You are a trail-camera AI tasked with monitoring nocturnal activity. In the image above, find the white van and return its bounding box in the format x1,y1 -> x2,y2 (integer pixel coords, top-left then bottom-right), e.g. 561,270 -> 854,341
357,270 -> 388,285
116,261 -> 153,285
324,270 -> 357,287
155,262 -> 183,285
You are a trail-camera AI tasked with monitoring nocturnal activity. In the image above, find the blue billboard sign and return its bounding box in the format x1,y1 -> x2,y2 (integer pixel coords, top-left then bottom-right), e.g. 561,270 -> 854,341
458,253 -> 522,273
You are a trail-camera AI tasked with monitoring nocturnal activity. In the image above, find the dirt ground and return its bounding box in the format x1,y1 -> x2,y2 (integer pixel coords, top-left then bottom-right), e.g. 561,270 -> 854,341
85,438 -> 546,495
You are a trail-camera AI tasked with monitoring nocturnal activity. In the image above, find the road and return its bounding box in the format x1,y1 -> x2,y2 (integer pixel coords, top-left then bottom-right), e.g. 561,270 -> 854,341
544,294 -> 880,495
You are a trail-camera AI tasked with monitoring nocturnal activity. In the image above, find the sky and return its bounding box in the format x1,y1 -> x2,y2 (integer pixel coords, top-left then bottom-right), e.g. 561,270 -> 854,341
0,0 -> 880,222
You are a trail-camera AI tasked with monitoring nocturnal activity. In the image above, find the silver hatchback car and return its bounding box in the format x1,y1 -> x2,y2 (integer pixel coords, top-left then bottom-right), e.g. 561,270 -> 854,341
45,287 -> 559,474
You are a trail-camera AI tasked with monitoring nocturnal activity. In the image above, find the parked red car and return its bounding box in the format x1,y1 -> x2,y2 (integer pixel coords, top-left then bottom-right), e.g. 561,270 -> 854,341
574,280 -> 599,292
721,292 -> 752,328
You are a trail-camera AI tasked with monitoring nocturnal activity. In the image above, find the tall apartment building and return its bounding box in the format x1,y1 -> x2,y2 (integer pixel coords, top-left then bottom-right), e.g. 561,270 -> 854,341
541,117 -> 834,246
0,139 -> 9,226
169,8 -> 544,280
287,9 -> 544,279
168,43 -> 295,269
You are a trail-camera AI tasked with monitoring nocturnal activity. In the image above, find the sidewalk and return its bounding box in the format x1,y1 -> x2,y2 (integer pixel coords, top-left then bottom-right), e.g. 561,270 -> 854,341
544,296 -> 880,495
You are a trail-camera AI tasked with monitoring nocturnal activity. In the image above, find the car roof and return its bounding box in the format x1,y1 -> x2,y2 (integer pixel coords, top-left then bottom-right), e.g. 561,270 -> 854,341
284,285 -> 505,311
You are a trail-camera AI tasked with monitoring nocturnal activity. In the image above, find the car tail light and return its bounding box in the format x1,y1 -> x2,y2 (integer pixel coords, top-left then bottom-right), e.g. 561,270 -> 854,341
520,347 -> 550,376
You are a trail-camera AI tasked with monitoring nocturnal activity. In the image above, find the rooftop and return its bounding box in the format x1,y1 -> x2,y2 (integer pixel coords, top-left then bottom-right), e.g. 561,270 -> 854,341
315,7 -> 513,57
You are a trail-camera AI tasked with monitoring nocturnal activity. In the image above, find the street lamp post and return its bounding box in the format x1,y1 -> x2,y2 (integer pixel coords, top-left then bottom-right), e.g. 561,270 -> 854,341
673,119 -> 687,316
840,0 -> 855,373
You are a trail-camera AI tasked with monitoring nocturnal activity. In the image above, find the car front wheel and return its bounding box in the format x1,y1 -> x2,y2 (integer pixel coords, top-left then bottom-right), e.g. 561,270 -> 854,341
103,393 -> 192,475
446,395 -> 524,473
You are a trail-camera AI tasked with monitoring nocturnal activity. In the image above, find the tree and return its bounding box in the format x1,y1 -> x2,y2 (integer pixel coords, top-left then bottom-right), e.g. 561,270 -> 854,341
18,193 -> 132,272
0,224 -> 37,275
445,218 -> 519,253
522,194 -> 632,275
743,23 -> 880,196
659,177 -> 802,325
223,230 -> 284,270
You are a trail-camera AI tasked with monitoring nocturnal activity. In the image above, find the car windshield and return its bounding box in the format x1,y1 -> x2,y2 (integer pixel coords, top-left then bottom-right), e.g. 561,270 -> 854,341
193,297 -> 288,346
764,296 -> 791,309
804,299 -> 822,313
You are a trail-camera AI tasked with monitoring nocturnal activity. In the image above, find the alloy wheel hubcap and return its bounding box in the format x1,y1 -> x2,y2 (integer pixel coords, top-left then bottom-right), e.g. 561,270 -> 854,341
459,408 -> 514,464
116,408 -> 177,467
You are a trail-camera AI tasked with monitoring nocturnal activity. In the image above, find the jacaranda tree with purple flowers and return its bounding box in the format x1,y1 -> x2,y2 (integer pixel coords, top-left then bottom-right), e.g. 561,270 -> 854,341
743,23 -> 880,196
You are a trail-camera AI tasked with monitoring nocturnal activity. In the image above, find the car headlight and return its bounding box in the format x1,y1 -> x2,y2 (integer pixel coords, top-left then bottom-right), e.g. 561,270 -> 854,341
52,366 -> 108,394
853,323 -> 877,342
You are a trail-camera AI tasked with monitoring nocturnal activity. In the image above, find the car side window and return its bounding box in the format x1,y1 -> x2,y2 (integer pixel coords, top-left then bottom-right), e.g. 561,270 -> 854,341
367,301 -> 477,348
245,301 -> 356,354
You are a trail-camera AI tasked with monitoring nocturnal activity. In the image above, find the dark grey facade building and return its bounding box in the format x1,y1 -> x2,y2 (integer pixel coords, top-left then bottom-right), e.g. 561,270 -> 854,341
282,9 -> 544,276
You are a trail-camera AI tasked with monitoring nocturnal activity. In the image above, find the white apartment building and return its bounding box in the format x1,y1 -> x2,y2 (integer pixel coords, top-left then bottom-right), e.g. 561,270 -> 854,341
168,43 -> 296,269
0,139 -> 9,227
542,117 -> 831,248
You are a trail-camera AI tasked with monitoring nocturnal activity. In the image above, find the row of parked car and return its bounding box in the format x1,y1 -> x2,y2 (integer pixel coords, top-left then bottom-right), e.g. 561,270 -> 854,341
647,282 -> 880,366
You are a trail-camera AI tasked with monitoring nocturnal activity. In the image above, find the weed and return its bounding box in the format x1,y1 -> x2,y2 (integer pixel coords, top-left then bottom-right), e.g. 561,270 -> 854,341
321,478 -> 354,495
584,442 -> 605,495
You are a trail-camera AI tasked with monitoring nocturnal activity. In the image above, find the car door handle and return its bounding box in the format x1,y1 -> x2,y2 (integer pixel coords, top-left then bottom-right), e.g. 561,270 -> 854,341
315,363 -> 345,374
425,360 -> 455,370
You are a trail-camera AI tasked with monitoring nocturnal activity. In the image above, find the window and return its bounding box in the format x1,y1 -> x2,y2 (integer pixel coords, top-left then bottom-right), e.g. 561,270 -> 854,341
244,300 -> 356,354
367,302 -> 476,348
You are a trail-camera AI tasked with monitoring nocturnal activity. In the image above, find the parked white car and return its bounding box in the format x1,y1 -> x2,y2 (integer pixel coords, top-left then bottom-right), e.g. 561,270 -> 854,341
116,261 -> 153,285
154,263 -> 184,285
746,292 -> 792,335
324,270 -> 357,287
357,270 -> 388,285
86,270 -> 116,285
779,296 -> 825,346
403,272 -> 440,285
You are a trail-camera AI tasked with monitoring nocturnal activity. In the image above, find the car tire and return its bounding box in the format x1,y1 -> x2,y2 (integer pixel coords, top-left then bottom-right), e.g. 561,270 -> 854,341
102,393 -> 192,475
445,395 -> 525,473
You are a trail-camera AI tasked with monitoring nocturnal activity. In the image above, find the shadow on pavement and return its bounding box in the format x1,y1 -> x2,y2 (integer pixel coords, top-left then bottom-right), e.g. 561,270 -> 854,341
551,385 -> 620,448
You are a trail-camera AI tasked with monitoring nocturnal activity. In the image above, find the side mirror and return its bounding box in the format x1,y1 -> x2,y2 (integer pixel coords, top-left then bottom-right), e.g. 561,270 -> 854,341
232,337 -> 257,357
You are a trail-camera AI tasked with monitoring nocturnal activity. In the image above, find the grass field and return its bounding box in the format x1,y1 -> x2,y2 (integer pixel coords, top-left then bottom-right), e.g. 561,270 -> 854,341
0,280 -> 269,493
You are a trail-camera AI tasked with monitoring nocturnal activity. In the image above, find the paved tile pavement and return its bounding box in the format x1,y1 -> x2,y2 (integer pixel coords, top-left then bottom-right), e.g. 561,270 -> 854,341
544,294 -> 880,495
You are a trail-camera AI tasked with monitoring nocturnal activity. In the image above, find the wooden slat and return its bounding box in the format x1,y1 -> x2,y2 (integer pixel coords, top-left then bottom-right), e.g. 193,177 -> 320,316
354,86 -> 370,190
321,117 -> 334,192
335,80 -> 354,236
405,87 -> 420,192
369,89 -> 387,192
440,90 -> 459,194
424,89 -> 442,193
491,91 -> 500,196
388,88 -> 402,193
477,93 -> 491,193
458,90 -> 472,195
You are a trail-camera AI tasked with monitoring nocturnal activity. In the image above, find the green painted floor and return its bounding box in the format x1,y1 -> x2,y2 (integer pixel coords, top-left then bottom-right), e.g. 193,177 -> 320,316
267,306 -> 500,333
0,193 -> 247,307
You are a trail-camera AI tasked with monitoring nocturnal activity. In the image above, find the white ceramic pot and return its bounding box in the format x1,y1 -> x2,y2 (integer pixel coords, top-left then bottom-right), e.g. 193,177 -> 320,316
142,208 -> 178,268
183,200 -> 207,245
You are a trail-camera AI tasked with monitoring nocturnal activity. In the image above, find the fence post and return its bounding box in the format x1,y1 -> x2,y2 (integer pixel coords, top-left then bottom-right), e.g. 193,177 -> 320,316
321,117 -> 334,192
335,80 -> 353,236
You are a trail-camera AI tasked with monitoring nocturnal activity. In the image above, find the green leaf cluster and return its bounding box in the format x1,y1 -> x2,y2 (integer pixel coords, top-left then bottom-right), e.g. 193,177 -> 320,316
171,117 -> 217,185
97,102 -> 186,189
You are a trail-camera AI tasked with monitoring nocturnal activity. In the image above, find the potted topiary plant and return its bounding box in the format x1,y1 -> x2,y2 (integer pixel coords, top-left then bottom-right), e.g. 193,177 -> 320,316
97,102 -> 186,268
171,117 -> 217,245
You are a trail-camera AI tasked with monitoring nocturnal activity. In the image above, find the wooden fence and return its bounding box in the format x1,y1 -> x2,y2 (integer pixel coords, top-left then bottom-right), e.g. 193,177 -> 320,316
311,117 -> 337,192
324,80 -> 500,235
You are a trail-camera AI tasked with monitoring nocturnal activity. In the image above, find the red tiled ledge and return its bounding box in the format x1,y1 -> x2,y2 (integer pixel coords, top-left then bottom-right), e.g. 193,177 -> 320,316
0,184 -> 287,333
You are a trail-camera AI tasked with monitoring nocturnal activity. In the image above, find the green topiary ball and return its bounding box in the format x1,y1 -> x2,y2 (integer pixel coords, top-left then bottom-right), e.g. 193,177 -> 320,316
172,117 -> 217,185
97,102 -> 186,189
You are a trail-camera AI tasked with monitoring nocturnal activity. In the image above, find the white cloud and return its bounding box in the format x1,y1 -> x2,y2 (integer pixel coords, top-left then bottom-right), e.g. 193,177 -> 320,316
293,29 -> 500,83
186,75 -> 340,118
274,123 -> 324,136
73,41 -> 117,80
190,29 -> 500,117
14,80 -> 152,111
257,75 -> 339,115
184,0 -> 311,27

☆ ☆ ☆ ☆ ☆ ☆ ☆

**Exercise details**
Reproduce word for word the material from the line with "the parked red" up to and including the line with "520,347 -> 550,376".

**Complete answer**
You are a trail-camera AI tasked with monitoring nocturnal activity. In the image above, find the parked red car and return its bounding box in the format x1,y1 -> x2,y2 (integer pixel coords, top-left then bottom-right), e.g. 561,270 -> 854,341
574,280 -> 599,292
721,292 -> 752,328
You are a trail-camera AI tasked with monitoring nocturnal activity. In the image above, find the tall apartment building and return its bounding box in the format x1,y1 -> x2,y2 (integer pixel coords, top-left then bottom-right), e.g. 561,270 -> 854,341
541,117 -> 834,246
0,139 -> 9,226
169,8 -> 544,280
287,9 -> 544,279
168,43 -> 295,269
You are a trail-camera AI tasked with monitoring nocturnal activity. In the image above, find the sidewalk and return its bounding box in the format x1,y1 -> x2,y2 (integer pixel coords, top-left then bottom-right), e.g. 561,270 -> 854,341
544,296 -> 880,495
You are a trail-camera AI tasked with monitoring nocturnal activity. In the image above, find the car roof and return its bounding box in the format x1,y1 -> x2,y2 (integer pixel coords, top-left then bottom-right), e.g. 561,270 -> 854,341
284,285 -> 505,311
You are a trail-camera AI tasked with monitoring nocturnal activity. In the image above, find the car tail light and return its bounding box in the format x1,y1 -> x2,y2 (integer pixel coords, top-left then bottom-right), e.g. 561,270 -> 854,341
520,347 -> 550,376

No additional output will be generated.